_Work request_. Could you please output all of the records exactly?

== Entries supplied

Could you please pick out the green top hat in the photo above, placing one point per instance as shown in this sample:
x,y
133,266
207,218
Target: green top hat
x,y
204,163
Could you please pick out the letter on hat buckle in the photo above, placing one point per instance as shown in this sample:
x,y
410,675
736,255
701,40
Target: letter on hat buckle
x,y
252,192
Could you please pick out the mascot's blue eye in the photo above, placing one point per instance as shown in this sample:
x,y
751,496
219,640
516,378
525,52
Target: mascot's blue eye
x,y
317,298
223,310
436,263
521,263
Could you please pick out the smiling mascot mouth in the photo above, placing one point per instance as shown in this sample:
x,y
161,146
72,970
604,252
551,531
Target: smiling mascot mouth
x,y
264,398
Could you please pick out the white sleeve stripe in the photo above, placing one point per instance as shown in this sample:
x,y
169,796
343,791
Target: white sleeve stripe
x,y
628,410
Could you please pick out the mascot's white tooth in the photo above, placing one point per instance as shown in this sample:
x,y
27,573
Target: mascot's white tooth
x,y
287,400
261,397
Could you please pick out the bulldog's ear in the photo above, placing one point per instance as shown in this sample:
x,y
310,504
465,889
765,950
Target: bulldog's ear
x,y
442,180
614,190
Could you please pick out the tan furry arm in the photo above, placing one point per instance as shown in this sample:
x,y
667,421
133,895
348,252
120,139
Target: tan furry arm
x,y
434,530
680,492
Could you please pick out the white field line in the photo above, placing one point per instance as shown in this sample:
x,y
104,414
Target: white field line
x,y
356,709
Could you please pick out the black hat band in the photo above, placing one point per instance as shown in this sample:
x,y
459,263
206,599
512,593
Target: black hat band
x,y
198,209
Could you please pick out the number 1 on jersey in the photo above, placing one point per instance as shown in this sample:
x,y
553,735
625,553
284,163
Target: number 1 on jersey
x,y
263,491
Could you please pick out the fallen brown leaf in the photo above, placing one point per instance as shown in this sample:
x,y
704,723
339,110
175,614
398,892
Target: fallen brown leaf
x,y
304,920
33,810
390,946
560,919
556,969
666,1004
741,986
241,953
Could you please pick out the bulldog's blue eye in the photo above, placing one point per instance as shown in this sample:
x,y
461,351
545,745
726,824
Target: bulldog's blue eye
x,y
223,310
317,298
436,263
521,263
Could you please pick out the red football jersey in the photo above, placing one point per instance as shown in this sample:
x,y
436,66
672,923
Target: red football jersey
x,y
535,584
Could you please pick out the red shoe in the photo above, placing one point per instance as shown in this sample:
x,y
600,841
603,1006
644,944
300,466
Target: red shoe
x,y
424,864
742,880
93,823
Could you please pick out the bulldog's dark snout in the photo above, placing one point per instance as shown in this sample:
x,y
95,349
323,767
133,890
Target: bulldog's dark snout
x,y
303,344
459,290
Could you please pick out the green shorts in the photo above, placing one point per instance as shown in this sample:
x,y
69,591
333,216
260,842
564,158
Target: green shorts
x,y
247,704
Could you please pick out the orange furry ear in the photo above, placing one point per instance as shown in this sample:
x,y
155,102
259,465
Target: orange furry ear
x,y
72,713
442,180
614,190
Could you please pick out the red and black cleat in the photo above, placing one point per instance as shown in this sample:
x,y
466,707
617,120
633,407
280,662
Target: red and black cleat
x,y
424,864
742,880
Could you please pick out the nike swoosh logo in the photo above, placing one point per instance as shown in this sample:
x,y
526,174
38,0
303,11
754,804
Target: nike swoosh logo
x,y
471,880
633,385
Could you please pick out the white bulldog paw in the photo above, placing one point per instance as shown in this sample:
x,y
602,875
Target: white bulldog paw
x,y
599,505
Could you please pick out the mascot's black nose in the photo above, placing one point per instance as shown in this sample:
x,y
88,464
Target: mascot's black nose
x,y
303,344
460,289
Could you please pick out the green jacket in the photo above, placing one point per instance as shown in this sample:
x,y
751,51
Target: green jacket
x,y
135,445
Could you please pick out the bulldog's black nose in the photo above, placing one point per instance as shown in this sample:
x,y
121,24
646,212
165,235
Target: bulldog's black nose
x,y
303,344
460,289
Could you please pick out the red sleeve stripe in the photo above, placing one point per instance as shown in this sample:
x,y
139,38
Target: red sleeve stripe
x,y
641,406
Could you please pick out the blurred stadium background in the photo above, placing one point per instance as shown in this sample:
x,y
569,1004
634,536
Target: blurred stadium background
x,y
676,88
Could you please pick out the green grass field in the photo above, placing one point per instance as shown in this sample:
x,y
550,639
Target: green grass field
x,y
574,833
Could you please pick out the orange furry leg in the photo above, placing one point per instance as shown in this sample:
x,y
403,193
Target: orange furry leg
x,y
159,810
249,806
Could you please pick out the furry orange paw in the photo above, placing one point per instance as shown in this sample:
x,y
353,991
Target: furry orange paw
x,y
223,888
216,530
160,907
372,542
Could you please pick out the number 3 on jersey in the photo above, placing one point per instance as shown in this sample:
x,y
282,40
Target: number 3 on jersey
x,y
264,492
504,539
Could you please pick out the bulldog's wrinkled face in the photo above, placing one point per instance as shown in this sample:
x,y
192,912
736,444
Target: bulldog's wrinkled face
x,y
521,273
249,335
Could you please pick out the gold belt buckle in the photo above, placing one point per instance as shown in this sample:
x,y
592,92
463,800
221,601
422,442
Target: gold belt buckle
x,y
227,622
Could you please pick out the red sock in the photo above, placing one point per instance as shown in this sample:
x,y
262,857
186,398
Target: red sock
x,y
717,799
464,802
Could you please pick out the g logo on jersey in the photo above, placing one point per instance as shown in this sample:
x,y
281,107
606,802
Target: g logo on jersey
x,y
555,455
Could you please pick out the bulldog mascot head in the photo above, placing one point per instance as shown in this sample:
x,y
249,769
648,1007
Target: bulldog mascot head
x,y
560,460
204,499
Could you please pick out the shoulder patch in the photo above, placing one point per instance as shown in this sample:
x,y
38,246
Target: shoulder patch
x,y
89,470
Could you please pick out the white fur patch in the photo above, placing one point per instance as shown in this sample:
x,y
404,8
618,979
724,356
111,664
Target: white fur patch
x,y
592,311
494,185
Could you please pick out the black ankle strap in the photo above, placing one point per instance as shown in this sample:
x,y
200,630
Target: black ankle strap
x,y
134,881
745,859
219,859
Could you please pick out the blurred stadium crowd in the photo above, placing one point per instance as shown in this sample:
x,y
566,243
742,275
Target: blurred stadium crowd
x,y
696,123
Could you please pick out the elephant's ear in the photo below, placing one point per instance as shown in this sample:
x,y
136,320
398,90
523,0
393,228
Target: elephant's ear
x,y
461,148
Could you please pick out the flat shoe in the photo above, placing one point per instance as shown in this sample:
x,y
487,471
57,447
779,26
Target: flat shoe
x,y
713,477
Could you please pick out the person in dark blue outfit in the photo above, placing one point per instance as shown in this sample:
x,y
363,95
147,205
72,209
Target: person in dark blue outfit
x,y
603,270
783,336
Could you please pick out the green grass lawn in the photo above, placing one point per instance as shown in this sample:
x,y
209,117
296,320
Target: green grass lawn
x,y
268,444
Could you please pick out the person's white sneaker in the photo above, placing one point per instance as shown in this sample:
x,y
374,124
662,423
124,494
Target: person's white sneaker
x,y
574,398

====

_Your response_.
Could you please pick out the green top hat in the photo above, placing one point per instance as shown in this sample:
x,y
133,266
207,218
Target: green top hat
x,y
204,163
Could you please pick out the letter on hat buckle in the photo above, placing one point per instance as shown in this sample:
x,y
410,675
736,255
701,40
Target: letter on hat buckle
x,y
252,192
Could you please pick out the mascot's blue eye in the photo above, placing one point per instance as shown in this sample:
x,y
751,496
219,640
516,378
525,52
Target: mascot's blue eye
x,y
317,298
223,310
436,263
521,263
Could you please pick out the smiling mascot mouth in the photo above, placing one point per instance as shown in this sample:
x,y
161,146
72,970
604,252
551,531
Target: smiling mascot mouth
x,y
264,398
Could you please pick out the white sleeve stripe in the photo above, placing one point per instance as shown in this sample:
x,y
169,796
343,791
Target: white sleeve stripe
x,y
628,410
Could you please pick out the mascot's white tooth in the photo above, placing one point per instance as shown in this sample:
x,y
27,573
Target: mascot's white tooth
x,y
287,400
261,397
Could you please pick out the bulldog's ear in the photo above, placing one point per instance as shown in this sample:
x,y
310,504
465,889
765,950
Target: bulldog's ear
x,y
442,180
614,190
Could you please pick out the tan furry arm in the photo above, placing one point per instance as shown in this sample:
x,y
667,421
133,895
348,252
120,139
Target: tan furry arm
x,y
434,530
680,492
Could you please pick out the white field line in the photo above, placing one point per instance as shown in this sample:
x,y
104,414
Target: white field line
x,y
356,709
Could you please pick out the black hat band in the photo above, placing one point per instance as shown in this sample:
x,y
459,263
206,599
512,593
Target: black hat band
x,y
198,209
Could you please pick out the number 1 on jersey in the photo above, placing one point per instance as shown in this sample:
x,y
553,735
625,553
284,163
Target: number 1 on jersey
x,y
263,491
Could you please pick out the fallen brown leaf in the photo above, placing one point per instance as shown in this sample:
x,y
704,723
339,110
175,614
398,892
Target: fallen brown leaf
x,y
304,920
33,810
390,946
560,919
556,969
666,1004
741,986
241,953
Could you please pick out the bulldog's blue eye in the photo above, placing one point per instance as shown in this sample:
x,y
461,351
545,745
726,824
Target: bulldog's blue eye
x,y
223,310
317,298
436,263
521,263
Could you please pick out the red football jersey in the photo above, placing one point per instance as shown in this sample:
x,y
436,66
672,923
Target: red football jersey
x,y
535,584
Could you please pick out the red shoe in the photo above, placing one point per instance as shown in this sample:
x,y
600,841
603,1006
644,944
300,466
Target: red shoe
x,y
424,864
742,880
93,823
Could you please pick out the bulldog's dark snout in the photo above, placing one point per instance as shown in this sample:
x,y
95,349
323,767
133,890
Target: bulldog's dark snout
x,y
303,344
459,290
Could you please pick out the green shorts in the photo above, placing one point per instance as shown in this sample:
x,y
69,591
333,216
260,842
564,158
Target: green shorts
x,y
247,704
Could you please pick out the orange furry ear in the photo above, placing one point per instance as shown in this sample:
x,y
155,102
259,465
Target: orange furry ear
x,y
72,713
442,180
614,190
Could you please pick out the red and black cleat in the photo above, placing one point per instance as shown in this sample:
x,y
466,707
617,120
633,407
280,662
Target: red and black cleat
x,y
424,864
742,880
Could you please pick out the nike swoosh logo in the photo above, placing one point per instance as shown in this sample:
x,y
526,174
38,0
303,11
754,804
Target: nike swoosh logo
x,y
471,880
633,385
Could you please pick out the white bulldog paw in the photo above, placing one point per instance as shown in this sample:
x,y
602,875
Target: white bulldog paw
x,y
599,505
Could you please pick out the mascot's black nose in the photo above, placing one point per instance as shown in this sample:
x,y
88,464
Target: mascot's black nose
x,y
303,344
460,289
Could you please pick out the green jacket in the photo above, placing one point per instance as shown in this sample:
x,y
751,51
Target: green jacket
x,y
135,445
Could you please pick out the bulldog's black nose in the photo above, placing one point per instance as shown in this sample:
x,y
121,24
646,212
165,235
Target: bulldog's black nose
x,y
303,344
460,289
Could you please pick out the red sleeve stripe in the photo above, placing one point per instance as shown in this sample:
x,y
139,38
Target: red sleeve stripe
x,y
641,406
Could you please pick out the blurred stadium background in the photo above, placing one point per instance as shown in this sample:
x,y
569,1004
634,536
Target: blurred stadium background
x,y
676,88
Could you please pick out the green grass field in the photo above, placing one point per instance as shown in this sample:
x,y
550,639
Target: green grass field
x,y
574,833
Could you please pick out the orange furry leg in the photo above, placing one point per instance as shown in this sample:
x,y
403,193
Target: orange furry leg
x,y
159,810
249,806
Could you please pick out the furry orange paw in the photo above, placing one point per instance as shown in this sample:
x,y
353,991
Target: furry orange paw
x,y
223,888
216,530
160,907
372,542
Could you please pick out the number 3 on jersey in the photo above, placing one point per instance as shown in this sample:
x,y
282,40
Target: number 3 on jersey
x,y
264,492
504,539
Could you please pick out the bulldog's wrinkled face in the photo above, placing one point per instance as shown in this sample:
x,y
192,912
736,444
Target: bulldog's wrinkled face
x,y
521,273
249,335
Could you please pick out the gold belt buckle in the photo above, placing one point per instance as shown in this sample:
x,y
592,92
463,800
221,601
422,442
Target: gold belt buckle
x,y
227,622
Could you please pick out the red sock in the photo above, placing one point per instance as shown in this sample:
x,y
262,857
186,398
Target: red sock
x,y
717,799
464,802
Could you please pick out the g logo on jersey in the photo above, placing one point per instance as shown in this sample:
x,y
281,107
606,802
Target: g logo on jersey
x,y
555,455
Could you please pick out the bulldog mascot head in the photo above, placing one point per instance as shown in this sample:
x,y
249,769
648,1007
Target: bulldog mascot head
x,y
560,460
204,499
Could you please pick out the shoulder patch in the photo above, placing one point per instance as shown in this sample:
x,y
38,246
Target: shoulder patch
x,y
89,470
Could you please pick out the white fur patch in the photo above, placing one point per instance as shown in this sample:
x,y
404,8
618,979
724,356
111,664
Target: white fur patch
x,y
592,311
494,185
Could you please pick out the black ankle strap in the photo above, placing one point per instance as shown in this sample:
x,y
200,630
Target: black ankle strap
x,y
134,881
745,859
219,859
Could you please pick out the blurred stadium crowd in the photo above, placing one point per instance as shown in this sample:
x,y
566,243
742,275
Target: blurred stadium crowd
x,y
696,123
Could you please pick out the elephant's ear in the photo below, placing one point per instance as shown in this sample:
x,y
136,320
398,90
523,0
393,228
Target: elephant's ear
x,y
461,148
Could you please pick out the flat shoe in the photo above, placing one point per instance as shown in this sample:
x,y
487,471
57,447
779,26
Target: flat shoe
x,y
713,477
Could you please pick out the person in dark blue outfit in the photo above, placing one point per instance as shown in this sample:
x,y
363,95
147,205
72,209
Target: person in dark blue outfit
x,y
603,270
783,336
Could you please pick out the green grass lawn in the photo above, placing one point per instance as shown in this sample:
x,y
209,117
296,320
Target: green grass lawn
x,y
268,444
Could you please pick out the person's white sneaker in the photo above, placing one point per instance as shown in this sample:
x,y
374,124
662,423
124,494
Target: person's white sneaker
x,y
574,398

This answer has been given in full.